• [To do]:
Copy out each line of the data that holds the word "below".

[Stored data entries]

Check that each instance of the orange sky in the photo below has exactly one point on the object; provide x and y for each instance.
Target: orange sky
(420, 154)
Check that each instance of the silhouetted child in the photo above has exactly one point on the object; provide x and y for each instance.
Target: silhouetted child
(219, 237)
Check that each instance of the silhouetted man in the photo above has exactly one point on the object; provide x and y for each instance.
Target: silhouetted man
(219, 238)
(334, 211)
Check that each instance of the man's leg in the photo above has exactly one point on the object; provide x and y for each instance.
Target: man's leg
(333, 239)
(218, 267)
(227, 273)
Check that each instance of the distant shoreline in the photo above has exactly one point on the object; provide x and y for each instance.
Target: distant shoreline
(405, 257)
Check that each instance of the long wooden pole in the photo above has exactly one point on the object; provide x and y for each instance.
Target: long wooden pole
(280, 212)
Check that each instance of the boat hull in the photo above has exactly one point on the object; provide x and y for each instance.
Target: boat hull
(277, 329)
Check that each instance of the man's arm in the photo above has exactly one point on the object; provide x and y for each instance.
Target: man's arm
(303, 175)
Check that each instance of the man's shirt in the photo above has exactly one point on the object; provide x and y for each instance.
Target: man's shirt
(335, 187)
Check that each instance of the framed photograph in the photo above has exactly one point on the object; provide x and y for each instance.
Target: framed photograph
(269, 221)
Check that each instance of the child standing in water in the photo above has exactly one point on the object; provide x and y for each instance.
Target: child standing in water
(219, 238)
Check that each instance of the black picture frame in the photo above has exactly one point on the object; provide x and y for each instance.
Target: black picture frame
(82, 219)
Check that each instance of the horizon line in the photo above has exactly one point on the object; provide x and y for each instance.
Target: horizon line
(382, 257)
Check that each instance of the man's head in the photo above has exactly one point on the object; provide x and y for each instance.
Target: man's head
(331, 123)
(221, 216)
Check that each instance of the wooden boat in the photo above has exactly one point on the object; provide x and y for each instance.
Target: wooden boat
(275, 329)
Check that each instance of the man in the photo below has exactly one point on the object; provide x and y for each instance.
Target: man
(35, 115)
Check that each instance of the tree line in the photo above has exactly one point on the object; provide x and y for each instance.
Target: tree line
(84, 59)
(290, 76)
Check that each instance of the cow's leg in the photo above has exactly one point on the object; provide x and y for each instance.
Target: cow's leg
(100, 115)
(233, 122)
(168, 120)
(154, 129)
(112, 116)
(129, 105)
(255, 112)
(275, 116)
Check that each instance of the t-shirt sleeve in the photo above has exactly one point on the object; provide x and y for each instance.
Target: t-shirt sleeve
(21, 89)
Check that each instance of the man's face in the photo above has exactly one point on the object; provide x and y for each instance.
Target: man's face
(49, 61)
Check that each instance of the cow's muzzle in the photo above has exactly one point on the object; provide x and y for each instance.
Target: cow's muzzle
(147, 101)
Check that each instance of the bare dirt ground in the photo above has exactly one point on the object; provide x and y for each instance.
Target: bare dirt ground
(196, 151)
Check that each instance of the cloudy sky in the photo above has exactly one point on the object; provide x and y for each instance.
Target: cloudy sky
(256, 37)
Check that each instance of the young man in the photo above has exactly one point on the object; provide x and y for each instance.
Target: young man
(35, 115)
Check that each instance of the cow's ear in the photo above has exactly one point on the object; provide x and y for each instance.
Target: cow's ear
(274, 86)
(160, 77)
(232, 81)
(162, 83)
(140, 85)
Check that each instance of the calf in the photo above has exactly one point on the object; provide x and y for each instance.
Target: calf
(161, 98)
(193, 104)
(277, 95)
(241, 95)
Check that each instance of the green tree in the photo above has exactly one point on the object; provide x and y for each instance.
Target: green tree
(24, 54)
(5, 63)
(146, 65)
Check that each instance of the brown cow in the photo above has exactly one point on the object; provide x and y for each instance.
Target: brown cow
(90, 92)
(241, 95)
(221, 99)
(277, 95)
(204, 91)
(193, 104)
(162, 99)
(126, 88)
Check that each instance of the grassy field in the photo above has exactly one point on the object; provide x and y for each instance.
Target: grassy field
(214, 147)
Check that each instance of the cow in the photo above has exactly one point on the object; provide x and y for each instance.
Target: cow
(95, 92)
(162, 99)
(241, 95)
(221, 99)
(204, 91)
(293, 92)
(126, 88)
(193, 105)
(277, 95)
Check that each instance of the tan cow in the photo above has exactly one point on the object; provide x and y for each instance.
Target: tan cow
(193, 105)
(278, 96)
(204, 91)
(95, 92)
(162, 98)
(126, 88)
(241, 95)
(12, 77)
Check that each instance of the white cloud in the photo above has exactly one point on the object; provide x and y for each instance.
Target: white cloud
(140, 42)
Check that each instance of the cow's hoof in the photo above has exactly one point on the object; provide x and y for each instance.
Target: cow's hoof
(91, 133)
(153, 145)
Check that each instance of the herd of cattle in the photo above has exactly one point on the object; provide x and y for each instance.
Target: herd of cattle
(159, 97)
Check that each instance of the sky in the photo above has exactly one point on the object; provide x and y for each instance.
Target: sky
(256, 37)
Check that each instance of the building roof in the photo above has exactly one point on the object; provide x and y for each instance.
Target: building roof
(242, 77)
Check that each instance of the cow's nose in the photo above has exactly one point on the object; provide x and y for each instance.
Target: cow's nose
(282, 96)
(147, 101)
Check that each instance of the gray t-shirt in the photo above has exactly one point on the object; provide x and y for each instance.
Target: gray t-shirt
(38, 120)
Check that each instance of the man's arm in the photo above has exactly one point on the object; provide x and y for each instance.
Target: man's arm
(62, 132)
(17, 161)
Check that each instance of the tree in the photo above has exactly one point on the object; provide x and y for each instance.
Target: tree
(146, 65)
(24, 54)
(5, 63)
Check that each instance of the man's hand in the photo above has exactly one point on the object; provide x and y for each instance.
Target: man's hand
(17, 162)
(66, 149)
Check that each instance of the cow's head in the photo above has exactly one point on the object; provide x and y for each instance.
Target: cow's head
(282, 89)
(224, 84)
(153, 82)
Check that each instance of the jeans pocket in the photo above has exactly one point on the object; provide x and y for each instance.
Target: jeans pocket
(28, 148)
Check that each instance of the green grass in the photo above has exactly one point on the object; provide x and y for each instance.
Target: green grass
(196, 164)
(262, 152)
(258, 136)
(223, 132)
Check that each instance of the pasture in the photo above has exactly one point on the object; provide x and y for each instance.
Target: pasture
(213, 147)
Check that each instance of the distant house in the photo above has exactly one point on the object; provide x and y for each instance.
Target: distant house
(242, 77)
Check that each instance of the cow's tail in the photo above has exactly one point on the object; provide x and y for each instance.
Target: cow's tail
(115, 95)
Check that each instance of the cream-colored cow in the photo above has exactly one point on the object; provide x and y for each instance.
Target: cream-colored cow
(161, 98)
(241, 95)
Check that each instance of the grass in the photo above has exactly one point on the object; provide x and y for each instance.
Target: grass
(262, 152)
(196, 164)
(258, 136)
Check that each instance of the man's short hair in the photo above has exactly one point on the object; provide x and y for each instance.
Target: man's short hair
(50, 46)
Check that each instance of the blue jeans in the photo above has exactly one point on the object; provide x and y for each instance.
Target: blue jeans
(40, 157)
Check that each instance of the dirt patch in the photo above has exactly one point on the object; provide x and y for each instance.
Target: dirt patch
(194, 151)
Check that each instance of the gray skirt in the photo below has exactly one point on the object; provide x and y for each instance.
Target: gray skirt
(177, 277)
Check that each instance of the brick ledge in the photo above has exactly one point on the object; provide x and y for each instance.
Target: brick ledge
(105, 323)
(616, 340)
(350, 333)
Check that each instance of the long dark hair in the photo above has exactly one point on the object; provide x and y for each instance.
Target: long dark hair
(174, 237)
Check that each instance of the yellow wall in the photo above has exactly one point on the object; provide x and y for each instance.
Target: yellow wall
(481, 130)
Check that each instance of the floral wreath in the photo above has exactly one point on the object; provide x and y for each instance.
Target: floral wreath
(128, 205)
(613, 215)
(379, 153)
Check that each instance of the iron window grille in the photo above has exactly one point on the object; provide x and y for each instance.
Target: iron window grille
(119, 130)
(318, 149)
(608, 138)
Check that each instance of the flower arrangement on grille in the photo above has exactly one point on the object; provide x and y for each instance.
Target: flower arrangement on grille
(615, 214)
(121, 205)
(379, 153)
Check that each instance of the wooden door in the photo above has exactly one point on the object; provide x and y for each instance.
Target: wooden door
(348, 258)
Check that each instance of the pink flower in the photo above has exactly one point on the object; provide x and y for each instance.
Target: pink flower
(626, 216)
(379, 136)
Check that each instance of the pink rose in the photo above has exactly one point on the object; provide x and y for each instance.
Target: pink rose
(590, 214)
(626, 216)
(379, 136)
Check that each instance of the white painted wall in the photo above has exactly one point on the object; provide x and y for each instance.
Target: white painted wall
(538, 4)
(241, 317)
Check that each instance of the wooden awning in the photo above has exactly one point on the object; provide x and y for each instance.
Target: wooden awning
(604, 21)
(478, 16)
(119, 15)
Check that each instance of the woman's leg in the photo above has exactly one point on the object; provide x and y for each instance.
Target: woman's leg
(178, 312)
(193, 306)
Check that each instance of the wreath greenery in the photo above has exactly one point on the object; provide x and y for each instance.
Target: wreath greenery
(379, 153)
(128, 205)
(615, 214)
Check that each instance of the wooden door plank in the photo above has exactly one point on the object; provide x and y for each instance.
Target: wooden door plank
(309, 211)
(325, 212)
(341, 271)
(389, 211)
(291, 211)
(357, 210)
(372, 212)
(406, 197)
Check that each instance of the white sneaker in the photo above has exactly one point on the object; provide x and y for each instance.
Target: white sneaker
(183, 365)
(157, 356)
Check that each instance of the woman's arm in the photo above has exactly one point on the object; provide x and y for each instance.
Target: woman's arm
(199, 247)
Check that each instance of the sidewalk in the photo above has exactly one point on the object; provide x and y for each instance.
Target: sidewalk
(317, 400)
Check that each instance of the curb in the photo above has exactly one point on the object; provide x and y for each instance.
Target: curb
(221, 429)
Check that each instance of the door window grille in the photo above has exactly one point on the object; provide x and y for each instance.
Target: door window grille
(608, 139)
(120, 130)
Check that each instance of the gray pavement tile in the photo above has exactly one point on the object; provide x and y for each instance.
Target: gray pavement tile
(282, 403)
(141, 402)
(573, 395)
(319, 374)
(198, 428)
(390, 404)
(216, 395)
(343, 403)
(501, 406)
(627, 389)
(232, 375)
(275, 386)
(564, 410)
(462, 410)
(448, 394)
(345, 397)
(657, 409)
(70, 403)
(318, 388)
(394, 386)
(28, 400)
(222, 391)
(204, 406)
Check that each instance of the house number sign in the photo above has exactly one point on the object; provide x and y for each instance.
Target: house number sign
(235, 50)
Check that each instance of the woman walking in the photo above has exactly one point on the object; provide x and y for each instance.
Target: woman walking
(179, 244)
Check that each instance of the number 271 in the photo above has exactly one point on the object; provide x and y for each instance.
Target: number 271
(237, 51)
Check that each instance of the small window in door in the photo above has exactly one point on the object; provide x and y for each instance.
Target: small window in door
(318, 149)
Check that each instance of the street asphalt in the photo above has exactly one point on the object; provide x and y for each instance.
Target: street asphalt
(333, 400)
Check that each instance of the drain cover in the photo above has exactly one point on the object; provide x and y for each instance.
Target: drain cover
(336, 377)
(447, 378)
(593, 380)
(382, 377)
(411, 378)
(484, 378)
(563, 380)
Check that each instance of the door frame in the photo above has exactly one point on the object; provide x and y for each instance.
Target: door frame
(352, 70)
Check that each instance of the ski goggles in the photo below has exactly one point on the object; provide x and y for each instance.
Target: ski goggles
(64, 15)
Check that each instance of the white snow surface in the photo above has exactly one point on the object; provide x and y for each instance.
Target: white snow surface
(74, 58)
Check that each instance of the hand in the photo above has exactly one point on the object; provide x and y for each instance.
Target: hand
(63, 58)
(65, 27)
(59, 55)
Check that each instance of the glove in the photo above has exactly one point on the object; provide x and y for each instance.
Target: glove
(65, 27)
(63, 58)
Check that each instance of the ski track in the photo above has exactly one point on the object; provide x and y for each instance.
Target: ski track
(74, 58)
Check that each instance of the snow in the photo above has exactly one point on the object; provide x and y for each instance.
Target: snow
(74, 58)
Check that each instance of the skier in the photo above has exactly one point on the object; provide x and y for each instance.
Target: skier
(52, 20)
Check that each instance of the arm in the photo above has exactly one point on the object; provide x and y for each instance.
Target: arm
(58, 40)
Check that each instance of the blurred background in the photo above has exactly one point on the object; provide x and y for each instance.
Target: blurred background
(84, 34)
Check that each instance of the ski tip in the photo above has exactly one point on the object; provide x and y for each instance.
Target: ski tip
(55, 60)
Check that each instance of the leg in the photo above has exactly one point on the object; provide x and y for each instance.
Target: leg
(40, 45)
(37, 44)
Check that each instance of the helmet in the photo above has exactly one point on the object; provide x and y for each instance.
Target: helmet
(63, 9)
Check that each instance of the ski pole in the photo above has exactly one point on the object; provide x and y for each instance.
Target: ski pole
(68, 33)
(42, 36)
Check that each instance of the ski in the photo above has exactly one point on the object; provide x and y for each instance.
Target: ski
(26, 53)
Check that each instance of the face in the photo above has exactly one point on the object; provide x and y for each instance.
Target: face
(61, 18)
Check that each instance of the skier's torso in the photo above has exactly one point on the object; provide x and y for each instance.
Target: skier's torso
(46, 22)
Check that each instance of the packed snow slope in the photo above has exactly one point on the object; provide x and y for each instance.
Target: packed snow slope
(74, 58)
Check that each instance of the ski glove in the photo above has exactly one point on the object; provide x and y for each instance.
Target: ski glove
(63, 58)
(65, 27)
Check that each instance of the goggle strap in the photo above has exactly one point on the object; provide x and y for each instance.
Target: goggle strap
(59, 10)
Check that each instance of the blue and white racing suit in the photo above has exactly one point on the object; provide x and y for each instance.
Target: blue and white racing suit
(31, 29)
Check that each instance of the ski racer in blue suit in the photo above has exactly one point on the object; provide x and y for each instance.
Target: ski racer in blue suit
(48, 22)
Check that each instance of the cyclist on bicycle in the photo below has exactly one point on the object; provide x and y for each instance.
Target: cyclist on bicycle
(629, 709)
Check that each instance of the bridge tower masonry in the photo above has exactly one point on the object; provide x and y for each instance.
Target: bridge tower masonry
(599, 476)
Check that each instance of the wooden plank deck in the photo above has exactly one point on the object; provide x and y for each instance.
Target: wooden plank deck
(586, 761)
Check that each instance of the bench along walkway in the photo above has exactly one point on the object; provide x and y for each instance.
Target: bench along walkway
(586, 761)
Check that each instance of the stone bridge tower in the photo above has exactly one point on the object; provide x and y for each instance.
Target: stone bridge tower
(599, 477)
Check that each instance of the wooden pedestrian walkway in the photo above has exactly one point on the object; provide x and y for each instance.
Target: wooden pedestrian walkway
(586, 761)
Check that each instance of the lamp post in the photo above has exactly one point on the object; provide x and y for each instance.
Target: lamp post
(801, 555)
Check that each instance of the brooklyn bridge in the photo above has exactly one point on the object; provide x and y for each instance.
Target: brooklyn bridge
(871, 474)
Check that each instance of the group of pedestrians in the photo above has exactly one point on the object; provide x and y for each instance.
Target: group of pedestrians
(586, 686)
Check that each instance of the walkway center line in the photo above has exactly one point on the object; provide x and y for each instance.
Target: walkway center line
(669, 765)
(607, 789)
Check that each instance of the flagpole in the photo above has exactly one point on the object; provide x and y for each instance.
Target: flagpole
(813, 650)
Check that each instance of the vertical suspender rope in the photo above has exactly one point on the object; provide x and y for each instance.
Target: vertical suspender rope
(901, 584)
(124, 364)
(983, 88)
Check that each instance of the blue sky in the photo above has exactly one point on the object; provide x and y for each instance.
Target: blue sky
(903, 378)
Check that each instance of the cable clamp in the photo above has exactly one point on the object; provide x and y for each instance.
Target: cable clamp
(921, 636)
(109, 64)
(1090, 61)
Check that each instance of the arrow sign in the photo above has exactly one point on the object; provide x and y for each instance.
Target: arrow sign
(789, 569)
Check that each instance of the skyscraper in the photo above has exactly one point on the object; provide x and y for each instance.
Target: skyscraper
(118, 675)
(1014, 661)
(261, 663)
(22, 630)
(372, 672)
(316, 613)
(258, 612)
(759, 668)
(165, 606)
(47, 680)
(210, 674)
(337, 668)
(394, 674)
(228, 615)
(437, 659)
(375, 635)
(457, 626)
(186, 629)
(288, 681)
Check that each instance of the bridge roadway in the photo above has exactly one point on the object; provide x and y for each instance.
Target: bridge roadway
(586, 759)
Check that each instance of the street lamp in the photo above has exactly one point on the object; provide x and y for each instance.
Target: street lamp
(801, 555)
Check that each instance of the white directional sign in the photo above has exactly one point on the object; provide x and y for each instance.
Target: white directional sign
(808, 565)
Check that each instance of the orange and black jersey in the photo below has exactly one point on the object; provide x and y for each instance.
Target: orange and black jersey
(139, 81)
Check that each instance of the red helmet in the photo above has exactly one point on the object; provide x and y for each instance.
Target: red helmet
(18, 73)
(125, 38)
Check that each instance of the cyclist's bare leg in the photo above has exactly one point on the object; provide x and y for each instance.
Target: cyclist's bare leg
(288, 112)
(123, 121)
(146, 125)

• [Result of the exercise]:
Check that each instance of the orange sky in the photo below has exactly one point on the object; provide x and y for each instance.
Check that each instance of the man in the photo below has exactly one point on the object; provide x and y for each instance.
Check that each instance of the gray skirt in the photo below has exactly one point on the object; provide x and y for each instance.
Check that each instance of the ski goggles in the photo below has exactly one point on the object; provide x and y for each instance.
Check that each instance of the cyclist on bicycle in the photo below has exactly one point on the object; provide x and y for each instance.
Check that each instance of the orange and black jersey in the photo below has exactly one point on the object; provide x and y for each instance.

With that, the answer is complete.